> _GIVEN PROBLEM_
State how many lines of the listing below contain the string "bounding", treating uppercase and lowercase as different, and reply with the number alone.

[Annotated coordinate listing]
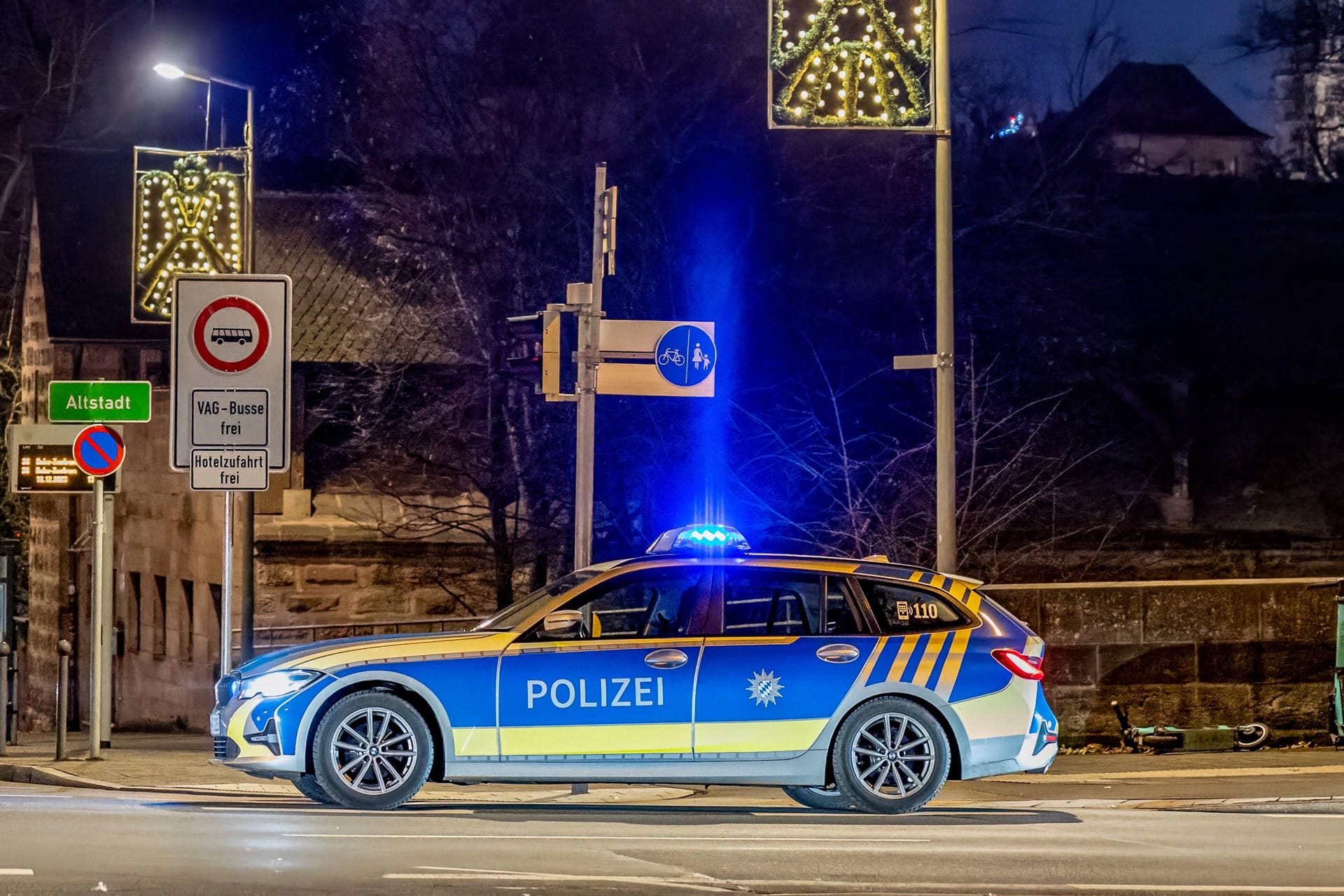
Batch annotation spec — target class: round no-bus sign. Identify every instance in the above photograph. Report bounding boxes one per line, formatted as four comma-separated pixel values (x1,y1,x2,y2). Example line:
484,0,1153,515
71,423,126,475
191,295,270,373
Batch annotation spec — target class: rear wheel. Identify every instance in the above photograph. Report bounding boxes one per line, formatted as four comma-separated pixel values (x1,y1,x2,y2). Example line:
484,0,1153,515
293,775,336,806
783,785,853,811
831,697,951,814
313,690,434,808
1236,722,1268,750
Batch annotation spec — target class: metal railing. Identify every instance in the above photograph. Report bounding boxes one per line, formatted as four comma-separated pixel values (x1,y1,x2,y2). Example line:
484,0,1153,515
234,617,486,653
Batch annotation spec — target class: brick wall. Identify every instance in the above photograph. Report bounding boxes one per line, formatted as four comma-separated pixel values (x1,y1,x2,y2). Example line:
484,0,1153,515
986,579,1335,744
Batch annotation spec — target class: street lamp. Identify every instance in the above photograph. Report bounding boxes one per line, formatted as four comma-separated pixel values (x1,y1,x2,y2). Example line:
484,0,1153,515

> _ANSWER TO THIS TASK_
5